* Written task
Nothing other than the lines from the one containing "Where can the grassy" through the close of the entries below should be printed, each exactly.

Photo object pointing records
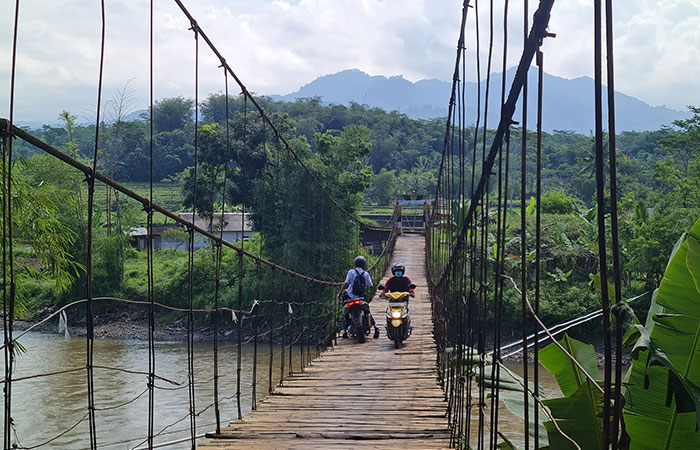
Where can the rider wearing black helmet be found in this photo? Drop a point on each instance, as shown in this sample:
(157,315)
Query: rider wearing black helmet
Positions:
(399,282)
(352,283)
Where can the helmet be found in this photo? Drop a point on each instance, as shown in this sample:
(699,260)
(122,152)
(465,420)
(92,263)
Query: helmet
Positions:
(398,267)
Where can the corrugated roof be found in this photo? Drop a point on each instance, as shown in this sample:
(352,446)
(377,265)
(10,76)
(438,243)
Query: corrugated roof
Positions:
(232,221)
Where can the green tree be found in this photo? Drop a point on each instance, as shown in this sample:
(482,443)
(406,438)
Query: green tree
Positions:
(172,113)
(384,187)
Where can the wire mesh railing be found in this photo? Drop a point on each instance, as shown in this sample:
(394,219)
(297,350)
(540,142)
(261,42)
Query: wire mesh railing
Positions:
(281,317)
(470,268)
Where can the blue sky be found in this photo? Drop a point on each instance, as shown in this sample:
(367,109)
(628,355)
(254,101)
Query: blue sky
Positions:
(278,46)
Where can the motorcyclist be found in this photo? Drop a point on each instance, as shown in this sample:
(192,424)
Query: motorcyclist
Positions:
(399,282)
(347,291)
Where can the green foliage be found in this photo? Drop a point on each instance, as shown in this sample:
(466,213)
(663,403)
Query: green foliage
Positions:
(663,397)
(37,224)
(557,202)
(578,412)
(384,186)
(170,114)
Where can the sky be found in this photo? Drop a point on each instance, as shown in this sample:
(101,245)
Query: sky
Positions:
(276,46)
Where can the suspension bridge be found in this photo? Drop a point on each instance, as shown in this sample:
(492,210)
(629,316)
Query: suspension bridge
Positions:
(310,389)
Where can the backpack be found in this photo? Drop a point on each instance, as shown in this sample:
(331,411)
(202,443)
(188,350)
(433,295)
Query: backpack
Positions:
(360,284)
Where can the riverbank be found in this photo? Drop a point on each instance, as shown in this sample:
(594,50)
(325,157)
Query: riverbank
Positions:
(127,324)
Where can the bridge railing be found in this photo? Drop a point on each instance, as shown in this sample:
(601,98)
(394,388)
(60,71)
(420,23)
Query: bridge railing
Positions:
(286,316)
(466,251)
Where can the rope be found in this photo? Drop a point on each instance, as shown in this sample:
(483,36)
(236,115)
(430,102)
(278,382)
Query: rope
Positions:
(90,342)
(150,272)
(8,301)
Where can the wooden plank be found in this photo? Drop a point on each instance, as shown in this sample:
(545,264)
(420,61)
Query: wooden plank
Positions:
(357,396)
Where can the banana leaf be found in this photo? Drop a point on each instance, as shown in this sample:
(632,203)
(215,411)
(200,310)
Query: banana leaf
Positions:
(578,412)
(662,408)
(510,391)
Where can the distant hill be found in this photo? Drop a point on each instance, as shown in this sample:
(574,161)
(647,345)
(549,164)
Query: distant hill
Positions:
(568,103)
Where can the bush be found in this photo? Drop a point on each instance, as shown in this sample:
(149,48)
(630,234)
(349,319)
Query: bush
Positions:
(557,202)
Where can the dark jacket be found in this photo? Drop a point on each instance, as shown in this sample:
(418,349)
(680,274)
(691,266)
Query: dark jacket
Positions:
(397,284)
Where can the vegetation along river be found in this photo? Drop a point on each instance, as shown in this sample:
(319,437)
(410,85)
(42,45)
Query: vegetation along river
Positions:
(44,407)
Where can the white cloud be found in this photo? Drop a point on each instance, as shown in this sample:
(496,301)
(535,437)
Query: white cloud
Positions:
(277,46)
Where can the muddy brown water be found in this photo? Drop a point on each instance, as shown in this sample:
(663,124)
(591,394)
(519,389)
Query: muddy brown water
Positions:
(42,408)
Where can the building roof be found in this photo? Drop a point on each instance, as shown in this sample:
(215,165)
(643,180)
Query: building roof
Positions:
(143,231)
(232,221)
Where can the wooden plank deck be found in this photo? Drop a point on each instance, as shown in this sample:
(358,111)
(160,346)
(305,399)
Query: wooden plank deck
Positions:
(357,396)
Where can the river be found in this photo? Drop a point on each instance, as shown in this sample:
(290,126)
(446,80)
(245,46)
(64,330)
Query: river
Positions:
(44,407)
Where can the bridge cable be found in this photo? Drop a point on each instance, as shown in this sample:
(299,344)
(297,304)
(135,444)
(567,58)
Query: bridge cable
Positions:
(190,254)
(149,269)
(276,131)
(538,241)
(502,217)
(523,231)
(8,298)
(90,326)
(617,268)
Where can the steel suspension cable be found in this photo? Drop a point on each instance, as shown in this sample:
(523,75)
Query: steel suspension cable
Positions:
(538,239)
(8,298)
(149,269)
(501,235)
(90,326)
(190,297)
(523,231)
(601,203)
(617,267)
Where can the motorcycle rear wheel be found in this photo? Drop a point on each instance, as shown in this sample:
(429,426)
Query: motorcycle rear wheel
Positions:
(360,334)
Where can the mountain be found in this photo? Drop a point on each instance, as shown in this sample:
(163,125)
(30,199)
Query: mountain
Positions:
(567,103)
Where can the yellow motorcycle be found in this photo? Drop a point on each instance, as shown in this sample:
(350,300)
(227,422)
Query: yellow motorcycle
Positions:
(398,317)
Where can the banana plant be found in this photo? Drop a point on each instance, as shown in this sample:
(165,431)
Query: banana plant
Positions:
(662,409)
(577,413)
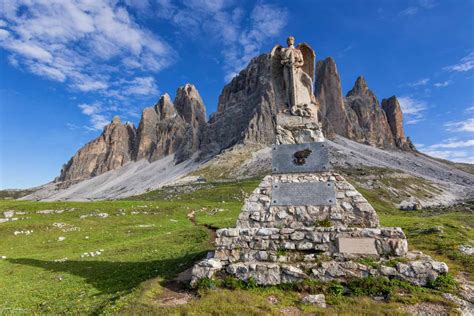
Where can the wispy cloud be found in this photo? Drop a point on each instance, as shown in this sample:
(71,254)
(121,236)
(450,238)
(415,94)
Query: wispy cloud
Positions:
(461,126)
(80,43)
(454,143)
(94,112)
(413,109)
(241,33)
(415,9)
(465,64)
(442,84)
(421,82)
(452,149)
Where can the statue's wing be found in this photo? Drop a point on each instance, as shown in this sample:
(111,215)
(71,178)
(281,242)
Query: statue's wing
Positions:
(308,57)
(277,67)
(277,77)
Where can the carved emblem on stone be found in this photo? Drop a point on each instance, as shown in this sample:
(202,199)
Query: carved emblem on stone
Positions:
(301,155)
(293,75)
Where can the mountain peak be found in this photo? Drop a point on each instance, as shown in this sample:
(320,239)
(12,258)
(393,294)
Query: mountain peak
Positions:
(360,88)
(165,107)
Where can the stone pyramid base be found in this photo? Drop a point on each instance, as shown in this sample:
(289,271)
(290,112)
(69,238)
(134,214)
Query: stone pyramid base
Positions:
(275,244)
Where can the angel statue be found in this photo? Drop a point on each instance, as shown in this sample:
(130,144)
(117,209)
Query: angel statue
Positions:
(293,75)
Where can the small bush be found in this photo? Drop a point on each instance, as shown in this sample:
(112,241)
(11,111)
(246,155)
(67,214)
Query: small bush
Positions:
(336,289)
(369,262)
(323,223)
(281,252)
(444,283)
(206,284)
(370,286)
(233,283)
(393,262)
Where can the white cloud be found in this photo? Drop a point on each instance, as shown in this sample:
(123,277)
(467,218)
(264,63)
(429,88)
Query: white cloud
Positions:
(465,64)
(410,11)
(80,42)
(428,4)
(452,149)
(452,155)
(442,84)
(455,144)
(421,82)
(461,126)
(142,85)
(412,109)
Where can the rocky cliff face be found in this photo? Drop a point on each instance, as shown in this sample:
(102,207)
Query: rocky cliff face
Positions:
(246,109)
(395,120)
(368,120)
(328,91)
(111,150)
(164,129)
(245,114)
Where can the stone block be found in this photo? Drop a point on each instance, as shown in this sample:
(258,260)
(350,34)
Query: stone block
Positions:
(357,246)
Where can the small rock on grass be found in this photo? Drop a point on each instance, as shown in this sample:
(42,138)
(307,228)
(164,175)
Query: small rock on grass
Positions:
(317,299)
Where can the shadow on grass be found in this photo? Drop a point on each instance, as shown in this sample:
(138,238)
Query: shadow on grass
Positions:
(112,277)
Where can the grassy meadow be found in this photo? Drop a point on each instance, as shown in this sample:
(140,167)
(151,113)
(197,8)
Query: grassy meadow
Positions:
(120,257)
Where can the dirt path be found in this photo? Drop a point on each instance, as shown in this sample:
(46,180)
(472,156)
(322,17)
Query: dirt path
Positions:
(176,291)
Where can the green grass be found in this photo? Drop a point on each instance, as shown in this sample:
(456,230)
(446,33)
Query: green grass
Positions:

* Answer to the task
Where can the grassy meadow be found in this photo? Drop a point on each instance, as shown in this sample:
(140,167)
(151,113)
(197,8)
Query: grassy meadow
Positions:
(120,257)
Where can the dirt path be found in this photo? Drop a point on each instance, as shown in this sample:
(46,180)
(472,156)
(322,17)
Query: dirt path
Positions:
(176,291)
Where can the green grass be found in this photo? Drop a point on each instance, as shown in this sample:
(456,230)
(446,33)
Query: green grass
Positions:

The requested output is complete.